── DATA UNDER STUDY

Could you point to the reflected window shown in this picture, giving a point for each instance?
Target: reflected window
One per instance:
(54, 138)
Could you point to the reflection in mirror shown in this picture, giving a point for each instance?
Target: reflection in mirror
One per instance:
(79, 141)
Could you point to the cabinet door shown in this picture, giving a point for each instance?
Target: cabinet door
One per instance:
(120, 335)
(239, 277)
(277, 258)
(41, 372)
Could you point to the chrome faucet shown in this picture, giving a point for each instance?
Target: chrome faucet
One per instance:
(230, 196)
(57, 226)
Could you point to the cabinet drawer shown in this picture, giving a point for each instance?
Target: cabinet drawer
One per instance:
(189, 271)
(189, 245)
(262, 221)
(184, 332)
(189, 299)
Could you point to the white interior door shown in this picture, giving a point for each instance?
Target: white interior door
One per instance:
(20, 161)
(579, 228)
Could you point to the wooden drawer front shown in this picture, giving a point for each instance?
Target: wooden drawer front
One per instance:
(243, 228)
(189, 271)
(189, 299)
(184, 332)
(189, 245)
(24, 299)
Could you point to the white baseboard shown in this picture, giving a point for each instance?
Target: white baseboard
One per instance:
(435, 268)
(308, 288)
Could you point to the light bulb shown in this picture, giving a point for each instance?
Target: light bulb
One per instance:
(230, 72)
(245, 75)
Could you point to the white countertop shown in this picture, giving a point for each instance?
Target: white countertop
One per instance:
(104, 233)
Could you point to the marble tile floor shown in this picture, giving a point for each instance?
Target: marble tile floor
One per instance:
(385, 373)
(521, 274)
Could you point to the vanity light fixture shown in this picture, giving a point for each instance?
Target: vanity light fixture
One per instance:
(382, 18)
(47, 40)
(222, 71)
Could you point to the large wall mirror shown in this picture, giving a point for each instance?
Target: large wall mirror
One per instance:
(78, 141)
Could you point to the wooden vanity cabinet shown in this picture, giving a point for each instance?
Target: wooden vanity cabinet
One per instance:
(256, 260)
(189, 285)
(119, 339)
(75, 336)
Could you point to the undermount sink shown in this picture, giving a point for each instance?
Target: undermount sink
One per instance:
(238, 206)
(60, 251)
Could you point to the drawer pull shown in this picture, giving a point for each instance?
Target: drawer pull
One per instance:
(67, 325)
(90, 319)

────

WHAT YOU HAVE TO DO — Only one number is wanted: how many lines of the data above include the word "sink".

REPLY — 2